[Problem]: Go through the entries, filter for the word "below", and copy every line that has it.

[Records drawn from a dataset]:
------------------------------------------------------------

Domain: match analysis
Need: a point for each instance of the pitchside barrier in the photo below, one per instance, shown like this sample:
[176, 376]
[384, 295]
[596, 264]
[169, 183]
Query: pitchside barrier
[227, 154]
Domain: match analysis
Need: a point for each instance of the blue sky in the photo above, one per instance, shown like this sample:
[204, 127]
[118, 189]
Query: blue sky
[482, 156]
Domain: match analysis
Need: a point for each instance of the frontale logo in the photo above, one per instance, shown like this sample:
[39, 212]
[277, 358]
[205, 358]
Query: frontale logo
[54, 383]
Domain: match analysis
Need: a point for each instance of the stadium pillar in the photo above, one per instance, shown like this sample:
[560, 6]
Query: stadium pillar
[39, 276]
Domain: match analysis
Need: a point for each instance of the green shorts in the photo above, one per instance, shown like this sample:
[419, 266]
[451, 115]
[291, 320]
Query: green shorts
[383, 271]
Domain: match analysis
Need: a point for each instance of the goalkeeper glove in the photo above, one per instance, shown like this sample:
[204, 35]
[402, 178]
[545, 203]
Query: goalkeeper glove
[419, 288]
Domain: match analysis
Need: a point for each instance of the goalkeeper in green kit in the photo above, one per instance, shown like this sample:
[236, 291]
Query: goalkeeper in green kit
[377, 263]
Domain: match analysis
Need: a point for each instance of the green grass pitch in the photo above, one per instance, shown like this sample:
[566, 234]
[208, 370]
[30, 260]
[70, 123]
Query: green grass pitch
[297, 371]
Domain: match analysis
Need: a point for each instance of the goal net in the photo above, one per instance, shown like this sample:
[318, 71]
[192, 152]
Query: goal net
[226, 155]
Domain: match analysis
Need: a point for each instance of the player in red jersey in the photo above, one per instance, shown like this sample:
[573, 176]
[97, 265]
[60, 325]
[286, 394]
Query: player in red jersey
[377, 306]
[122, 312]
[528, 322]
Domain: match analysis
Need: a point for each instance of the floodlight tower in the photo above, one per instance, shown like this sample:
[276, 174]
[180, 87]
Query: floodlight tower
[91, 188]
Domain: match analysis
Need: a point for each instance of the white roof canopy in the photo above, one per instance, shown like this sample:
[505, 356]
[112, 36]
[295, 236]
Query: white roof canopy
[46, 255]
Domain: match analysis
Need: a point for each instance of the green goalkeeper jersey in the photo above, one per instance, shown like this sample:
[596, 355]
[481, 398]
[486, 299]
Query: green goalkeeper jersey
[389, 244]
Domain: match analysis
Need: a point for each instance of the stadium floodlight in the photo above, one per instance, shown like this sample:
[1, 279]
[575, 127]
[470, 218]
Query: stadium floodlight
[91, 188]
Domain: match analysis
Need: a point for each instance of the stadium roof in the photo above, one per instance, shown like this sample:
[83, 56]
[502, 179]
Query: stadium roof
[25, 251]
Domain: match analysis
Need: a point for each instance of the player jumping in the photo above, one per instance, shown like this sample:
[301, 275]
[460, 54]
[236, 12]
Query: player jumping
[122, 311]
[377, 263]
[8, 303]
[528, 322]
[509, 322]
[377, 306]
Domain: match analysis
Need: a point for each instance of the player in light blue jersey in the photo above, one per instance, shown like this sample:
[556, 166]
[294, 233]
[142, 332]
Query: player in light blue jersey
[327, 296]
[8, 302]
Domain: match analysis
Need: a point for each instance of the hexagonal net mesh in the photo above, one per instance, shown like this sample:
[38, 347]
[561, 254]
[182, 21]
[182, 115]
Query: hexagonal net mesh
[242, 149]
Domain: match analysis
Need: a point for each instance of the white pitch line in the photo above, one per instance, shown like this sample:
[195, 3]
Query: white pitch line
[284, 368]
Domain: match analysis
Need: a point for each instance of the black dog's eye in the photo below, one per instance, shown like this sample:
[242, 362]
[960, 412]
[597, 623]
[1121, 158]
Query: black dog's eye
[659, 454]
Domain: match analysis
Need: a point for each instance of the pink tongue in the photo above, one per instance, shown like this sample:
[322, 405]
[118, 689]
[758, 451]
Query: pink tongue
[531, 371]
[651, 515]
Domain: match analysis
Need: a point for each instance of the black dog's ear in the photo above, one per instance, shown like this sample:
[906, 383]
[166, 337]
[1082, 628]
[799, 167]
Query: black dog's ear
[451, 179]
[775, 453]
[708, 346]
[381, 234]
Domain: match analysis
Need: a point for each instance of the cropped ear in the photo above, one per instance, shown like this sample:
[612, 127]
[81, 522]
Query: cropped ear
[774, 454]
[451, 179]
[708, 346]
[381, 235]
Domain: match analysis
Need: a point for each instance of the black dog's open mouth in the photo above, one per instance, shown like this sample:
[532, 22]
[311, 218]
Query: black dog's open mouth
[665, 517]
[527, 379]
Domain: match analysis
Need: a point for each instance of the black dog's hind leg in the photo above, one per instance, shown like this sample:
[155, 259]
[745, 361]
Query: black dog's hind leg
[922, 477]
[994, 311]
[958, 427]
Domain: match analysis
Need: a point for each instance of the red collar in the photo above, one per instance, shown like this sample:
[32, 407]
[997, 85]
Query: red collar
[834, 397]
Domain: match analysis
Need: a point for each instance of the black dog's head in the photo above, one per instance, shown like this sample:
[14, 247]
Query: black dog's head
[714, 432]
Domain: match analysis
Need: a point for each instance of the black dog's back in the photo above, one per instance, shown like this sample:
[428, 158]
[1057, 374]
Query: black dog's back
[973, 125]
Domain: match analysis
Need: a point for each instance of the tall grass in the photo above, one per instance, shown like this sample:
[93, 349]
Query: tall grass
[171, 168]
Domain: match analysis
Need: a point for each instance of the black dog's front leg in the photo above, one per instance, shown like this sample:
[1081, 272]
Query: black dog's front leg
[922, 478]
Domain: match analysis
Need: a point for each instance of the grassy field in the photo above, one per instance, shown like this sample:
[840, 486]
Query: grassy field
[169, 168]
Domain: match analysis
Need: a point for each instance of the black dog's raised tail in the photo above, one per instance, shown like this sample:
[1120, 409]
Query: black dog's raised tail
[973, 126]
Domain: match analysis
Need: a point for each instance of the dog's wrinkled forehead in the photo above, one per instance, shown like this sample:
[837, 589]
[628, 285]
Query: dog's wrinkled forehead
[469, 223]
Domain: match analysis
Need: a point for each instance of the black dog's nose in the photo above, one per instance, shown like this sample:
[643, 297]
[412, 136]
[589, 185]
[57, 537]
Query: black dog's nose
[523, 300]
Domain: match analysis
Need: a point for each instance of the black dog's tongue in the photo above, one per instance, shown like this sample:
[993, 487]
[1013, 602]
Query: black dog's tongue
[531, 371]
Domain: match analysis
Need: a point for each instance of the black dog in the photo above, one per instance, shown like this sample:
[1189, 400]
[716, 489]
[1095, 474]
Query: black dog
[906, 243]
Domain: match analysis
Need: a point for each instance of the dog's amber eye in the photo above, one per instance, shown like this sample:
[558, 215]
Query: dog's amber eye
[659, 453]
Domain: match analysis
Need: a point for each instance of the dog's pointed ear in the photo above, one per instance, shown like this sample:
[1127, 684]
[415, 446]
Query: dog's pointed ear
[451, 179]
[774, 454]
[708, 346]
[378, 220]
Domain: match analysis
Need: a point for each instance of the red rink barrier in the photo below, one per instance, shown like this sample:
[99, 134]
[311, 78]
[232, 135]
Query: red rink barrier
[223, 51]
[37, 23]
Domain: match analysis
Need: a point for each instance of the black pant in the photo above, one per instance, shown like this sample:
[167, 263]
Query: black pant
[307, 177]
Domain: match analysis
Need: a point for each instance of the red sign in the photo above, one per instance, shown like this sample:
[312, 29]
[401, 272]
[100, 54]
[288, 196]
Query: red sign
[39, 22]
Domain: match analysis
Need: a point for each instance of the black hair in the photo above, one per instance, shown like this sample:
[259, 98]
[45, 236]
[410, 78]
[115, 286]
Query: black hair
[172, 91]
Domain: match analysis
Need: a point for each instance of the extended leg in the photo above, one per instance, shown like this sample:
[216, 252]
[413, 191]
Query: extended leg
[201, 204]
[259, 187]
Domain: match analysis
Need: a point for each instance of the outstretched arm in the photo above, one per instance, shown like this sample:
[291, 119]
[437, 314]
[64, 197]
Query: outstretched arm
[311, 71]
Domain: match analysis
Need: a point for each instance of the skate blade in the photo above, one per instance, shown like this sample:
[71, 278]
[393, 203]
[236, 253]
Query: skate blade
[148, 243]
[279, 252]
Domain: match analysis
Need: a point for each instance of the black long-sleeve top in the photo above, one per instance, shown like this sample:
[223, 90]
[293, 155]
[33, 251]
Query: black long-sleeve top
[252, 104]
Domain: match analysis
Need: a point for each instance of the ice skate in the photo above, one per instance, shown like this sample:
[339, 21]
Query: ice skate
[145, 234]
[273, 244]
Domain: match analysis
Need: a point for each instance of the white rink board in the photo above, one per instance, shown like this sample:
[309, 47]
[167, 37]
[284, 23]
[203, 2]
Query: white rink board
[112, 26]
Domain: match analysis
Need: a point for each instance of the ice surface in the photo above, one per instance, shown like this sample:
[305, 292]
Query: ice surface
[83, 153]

------------------------------------------------------------

[Response box]:
Need: a point for each instance of the pitchside barrier in the photo below, one per instance, shown like this sample:
Need: a point for each instance of the black dog's eye in the photo below, one per instance, shown like this sample:
Need: a point for each instance of the red rink barrier in the photo below, one per instance, shown like this sample:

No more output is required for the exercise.